Annotated coordinate listing
- - -

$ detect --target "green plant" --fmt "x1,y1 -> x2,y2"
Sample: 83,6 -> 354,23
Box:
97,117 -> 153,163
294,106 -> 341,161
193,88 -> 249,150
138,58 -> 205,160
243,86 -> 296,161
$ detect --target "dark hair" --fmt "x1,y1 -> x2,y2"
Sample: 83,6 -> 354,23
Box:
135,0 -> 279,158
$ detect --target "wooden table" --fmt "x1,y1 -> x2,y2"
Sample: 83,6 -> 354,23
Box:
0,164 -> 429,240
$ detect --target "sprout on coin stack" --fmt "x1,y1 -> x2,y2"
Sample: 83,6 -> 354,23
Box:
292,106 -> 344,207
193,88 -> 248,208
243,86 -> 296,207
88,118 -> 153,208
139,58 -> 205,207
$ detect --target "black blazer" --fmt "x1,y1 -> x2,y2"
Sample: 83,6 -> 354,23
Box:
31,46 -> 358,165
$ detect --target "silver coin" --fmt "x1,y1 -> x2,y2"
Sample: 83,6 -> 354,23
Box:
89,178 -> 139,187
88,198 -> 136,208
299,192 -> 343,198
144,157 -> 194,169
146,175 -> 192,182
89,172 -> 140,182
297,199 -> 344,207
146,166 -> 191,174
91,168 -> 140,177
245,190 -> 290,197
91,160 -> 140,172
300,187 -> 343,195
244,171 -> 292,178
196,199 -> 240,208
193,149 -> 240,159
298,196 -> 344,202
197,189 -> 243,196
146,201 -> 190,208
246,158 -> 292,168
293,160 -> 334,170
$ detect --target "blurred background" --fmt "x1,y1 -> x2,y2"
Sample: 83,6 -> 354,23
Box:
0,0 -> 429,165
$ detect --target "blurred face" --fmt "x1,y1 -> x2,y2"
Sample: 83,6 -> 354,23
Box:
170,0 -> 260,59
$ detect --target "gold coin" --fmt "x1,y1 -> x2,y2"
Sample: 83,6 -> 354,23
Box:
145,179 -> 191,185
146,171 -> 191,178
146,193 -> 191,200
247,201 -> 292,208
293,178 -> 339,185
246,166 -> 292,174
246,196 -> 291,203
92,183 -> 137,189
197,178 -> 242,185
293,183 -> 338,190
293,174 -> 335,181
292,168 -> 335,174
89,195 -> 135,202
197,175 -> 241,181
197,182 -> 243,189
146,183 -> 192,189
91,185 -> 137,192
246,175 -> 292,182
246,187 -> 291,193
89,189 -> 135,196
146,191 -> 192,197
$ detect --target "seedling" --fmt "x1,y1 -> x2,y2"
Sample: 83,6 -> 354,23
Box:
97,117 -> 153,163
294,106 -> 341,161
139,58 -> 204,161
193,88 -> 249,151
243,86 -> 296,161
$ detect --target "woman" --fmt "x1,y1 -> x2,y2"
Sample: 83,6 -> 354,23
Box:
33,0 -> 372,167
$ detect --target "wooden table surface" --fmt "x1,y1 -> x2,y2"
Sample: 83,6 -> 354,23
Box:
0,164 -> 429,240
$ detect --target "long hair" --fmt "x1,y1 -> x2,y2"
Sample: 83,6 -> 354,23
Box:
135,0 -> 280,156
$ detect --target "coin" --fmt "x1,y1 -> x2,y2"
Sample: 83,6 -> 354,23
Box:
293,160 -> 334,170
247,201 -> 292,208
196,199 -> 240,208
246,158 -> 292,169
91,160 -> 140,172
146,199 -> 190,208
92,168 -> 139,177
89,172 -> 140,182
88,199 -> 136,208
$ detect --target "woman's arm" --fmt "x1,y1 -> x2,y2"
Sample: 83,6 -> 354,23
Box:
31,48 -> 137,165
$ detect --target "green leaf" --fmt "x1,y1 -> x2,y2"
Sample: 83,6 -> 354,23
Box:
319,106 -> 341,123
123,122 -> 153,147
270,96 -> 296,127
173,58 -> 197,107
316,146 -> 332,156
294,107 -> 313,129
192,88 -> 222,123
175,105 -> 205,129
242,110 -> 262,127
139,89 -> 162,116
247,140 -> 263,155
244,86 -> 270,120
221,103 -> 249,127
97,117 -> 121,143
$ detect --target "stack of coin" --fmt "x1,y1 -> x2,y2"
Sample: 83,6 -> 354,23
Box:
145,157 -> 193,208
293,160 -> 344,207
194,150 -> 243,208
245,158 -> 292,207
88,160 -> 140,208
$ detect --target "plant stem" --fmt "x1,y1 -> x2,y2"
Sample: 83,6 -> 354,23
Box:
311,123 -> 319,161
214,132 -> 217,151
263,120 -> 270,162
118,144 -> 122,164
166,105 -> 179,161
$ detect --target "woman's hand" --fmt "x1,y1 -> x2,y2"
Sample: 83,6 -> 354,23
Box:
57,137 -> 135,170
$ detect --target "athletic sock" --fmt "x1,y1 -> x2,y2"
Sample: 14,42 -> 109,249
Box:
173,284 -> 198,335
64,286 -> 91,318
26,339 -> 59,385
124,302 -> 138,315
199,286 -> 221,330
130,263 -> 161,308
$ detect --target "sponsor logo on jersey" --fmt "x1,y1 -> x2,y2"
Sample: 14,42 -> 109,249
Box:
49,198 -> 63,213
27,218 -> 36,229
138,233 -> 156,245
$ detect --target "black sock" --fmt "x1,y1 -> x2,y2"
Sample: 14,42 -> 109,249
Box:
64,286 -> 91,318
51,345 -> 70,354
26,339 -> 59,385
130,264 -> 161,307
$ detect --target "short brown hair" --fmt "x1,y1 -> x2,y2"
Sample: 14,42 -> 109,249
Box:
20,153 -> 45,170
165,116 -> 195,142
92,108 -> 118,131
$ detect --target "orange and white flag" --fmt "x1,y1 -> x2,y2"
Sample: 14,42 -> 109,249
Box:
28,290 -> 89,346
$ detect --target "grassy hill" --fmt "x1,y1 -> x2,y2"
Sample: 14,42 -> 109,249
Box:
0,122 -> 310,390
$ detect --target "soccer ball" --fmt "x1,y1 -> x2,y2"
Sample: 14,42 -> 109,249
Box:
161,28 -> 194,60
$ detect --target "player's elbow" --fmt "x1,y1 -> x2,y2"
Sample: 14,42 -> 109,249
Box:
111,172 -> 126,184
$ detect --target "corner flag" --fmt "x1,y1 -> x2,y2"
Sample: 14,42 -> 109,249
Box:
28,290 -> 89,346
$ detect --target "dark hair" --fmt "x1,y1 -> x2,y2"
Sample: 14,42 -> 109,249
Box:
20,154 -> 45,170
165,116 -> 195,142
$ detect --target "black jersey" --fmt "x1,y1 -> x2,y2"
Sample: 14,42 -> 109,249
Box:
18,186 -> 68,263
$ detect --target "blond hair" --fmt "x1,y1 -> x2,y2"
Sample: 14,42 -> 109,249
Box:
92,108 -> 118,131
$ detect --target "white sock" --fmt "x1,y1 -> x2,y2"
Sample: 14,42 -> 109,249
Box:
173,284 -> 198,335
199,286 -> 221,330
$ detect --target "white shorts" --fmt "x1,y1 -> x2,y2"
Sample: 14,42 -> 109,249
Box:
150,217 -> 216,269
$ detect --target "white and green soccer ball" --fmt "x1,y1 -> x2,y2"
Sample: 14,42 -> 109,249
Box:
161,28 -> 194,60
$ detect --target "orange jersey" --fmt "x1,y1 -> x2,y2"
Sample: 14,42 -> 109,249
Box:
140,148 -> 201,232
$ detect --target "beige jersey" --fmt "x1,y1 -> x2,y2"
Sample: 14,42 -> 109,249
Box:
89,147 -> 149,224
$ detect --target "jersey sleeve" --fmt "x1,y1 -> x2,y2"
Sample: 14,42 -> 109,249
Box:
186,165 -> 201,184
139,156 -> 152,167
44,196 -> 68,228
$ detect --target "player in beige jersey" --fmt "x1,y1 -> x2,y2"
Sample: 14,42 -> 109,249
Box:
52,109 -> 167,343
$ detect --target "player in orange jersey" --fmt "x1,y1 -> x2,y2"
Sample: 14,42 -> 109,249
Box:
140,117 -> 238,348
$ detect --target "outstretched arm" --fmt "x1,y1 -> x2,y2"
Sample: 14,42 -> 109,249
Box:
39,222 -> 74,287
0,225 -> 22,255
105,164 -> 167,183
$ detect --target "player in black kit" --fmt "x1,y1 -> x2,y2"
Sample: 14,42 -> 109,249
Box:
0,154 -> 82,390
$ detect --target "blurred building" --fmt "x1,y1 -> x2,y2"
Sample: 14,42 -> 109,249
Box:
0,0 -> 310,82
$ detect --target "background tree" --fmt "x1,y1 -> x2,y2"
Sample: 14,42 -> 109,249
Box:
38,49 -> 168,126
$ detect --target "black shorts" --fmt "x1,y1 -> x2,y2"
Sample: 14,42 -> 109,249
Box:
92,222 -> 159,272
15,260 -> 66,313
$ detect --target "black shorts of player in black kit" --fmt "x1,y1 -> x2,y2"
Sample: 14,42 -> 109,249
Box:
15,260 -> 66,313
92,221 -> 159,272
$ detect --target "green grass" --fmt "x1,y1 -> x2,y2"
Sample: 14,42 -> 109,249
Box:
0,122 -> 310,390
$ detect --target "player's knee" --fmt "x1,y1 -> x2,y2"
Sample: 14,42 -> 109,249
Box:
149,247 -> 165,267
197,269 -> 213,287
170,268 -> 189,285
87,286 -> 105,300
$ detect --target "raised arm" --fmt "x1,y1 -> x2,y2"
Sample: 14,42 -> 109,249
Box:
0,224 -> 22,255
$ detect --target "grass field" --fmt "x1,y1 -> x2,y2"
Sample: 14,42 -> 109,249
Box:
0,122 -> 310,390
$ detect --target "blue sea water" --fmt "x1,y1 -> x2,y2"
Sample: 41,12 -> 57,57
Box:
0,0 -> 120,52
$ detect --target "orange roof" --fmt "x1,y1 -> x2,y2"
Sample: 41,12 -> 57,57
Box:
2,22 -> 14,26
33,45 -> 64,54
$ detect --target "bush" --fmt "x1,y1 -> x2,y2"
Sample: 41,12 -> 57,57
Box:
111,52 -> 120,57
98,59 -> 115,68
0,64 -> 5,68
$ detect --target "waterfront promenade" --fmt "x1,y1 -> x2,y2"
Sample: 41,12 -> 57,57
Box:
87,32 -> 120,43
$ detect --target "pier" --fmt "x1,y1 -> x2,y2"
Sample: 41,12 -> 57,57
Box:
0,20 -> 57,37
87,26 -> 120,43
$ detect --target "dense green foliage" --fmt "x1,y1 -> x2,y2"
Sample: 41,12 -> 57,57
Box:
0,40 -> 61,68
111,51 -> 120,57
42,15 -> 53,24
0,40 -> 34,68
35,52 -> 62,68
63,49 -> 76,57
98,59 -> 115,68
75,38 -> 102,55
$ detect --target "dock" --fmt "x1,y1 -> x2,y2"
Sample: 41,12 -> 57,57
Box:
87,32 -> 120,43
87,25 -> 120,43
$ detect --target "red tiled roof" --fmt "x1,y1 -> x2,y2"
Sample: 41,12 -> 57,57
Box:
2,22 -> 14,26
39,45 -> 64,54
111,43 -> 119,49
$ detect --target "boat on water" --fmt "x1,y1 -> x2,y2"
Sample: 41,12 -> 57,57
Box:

- - -

Exercise goal:
Please copy the listing exactly, from its first line through the line containing "31,46 -> 358,165", including both ends.

The reply:
$ detect --target "green plant" --fmt "x1,y1 -> x2,y2"
Sample: 83,6 -> 354,23
Box:
97,117 -> 153,163
294,106 -> 341,161
193,88 -> 249,150
138,58 -> 205,160
243,86 -> 296,161
$ detect --target "dark hair" --fmt "x1,y1 -> x2,y2"
Sample: 83,6 -> 354,23
Box:
135,0 -> 279,158
$ detect --target "wooden table" --fmt "x1,y1 -> x2,y2"
Sample: 83,6 -> 354,23
Box:
0,164 -> 429,240
$ detect --target "sprout on coin stack" --fmt "x1,y1 -> x2,y2"
Sample: 83,6 -> 354,23
Box:
292,106 -> 344,207
193,88 -> 248,208
243,86 -> 296,207
88,118 -> 153,208
139,58 -> 205,207
$ detect --target "black blazer" --fmt "x1,y1 -> x2,y2"
Sample: 83,6 -> 354,23
Box:
31,46 -> 358,165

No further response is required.